**抜粋:**
▼
腹腔内にある胃の一部が横隔膜を超えて胸腔内に突出した病態です。

肥満や加齢が原因だろうと言われています。

滑脱型・傍食道型・混合型の3型に分類され、滑脱型が大部分を占めています。

げっぷが増えるのが症状の一つですが、後述する逆流性食道炎の原因になると言われています。

診断は上部消化管内視鏡検査の他に胃X線検査、CT検査で行われます。

治療は生活習慣の改善や合併する逆流性食道炎の薬物治療が中心になりますが、新しい試みとして一部の医療機関で内視鏡による治療も開発されつつあります。

逆流性食道炎

胃酸が食道へ逆流することで食道が炎症を起こし、胸焼け・胸痛・つかえ感などの症状が出現する病態です。前述の食道裂孔ヘルニアが基礎疾患にあると発生しやすくなります。

慢性咳嗽や咽喉の違和感の原因となることもあります。

食道裂孔ヘルニアや生活習慣によるものの他にヘリコバクターピロリ菌の除菌療法後に生じるものもあります。

診断には上部消化管内視鏡検査が必須となります。

内視鏡検査の前にタケキャブ、ネキシウム、パリエット、タケプロン、オメプラールなどの薬を処方してしまう先生がいますが、不用意な投薬により内視鏡検査時には逆流性食道炎の有無がわからなくなったり、重症度の評価ができなくなってしまうのでご遠慮ください。
▲
**確認データ:**
▼
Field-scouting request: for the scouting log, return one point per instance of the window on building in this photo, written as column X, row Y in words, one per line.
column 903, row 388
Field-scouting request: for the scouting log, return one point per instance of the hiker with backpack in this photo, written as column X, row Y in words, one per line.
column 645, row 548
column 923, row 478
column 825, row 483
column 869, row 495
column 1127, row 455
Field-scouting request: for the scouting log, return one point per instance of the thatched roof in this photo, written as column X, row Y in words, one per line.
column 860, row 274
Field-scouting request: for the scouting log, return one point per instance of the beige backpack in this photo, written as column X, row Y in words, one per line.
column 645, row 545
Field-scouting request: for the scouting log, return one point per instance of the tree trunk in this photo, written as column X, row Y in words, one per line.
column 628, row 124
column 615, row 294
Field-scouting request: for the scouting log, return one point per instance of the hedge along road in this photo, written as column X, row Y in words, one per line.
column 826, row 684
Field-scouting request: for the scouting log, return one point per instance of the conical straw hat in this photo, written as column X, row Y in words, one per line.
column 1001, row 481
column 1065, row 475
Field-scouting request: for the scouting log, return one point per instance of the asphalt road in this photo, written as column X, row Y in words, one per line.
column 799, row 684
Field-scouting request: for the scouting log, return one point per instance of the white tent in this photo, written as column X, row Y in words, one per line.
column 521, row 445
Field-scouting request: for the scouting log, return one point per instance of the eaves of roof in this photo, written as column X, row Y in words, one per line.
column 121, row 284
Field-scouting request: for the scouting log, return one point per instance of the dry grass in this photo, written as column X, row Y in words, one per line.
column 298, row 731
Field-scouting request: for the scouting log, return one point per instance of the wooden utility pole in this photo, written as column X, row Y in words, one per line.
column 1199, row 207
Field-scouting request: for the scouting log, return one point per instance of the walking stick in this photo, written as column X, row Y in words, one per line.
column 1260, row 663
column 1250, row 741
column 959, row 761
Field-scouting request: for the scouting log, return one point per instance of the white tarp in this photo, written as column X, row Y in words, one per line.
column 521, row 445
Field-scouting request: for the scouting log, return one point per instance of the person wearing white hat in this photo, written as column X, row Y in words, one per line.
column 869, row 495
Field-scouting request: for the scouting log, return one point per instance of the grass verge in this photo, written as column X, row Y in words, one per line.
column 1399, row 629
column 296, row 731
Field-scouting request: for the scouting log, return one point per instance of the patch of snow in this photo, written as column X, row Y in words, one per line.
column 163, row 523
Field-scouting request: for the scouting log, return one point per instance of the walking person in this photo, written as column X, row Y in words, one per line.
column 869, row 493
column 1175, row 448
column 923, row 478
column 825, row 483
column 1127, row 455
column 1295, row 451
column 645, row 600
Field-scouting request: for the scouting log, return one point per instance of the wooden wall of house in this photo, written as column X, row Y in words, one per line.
▲
**課題 1:**
抜粋について、次の問いに答えてください。
(a) 食道裂孔ヘルニアはいくつの型に分類され、大部分を占めるのはどの型ですか。
(b) 逆流性食道炎で出現する症状として、どのようなものが挙げられていますか。
(c) 逆流性食道炎の診断に必須とされている検査は何ですか。
**課題 2:** 食道の病気についての抜粋の続きを書いてください。

**解答欄 1:**
(a) 滑脱型・傍食道型・混合型の3型に分類され、滑脱型が大部分を占めます。
(b) 胸焼け・胸痛・つかえ感などです。
(c) 上部消化管内視鏡検査です。

**解答欄 2:**
バレット食道

本来は扁平上皮であるはずの食道粘膜が、胃から連続した円柱上皮に置換された状態です。


SSBE(長さ3cm未満の短いタイプ)とLSBE(長さ3cm以上の長いタイプ)の2種類に分けられます。

逆流性食道炎が原因の一つだと言われています。

欧米のデータではバレット食道(とくにLSBE)がある人は健常者に比べ食道癌の発生頻度が30-125倍ほど高いと言われています。過去25年間でバレット食道から食道癌になった人は6倍以上に増加しているそうです。

人種の差異や食生活の差異もあるため、欧米人のデータが日本人にも当てはまるかどうかわかりませんが、日本でも逆流性食道炎やバレット食道の患者さんが急速に増加しているため注意が必要です。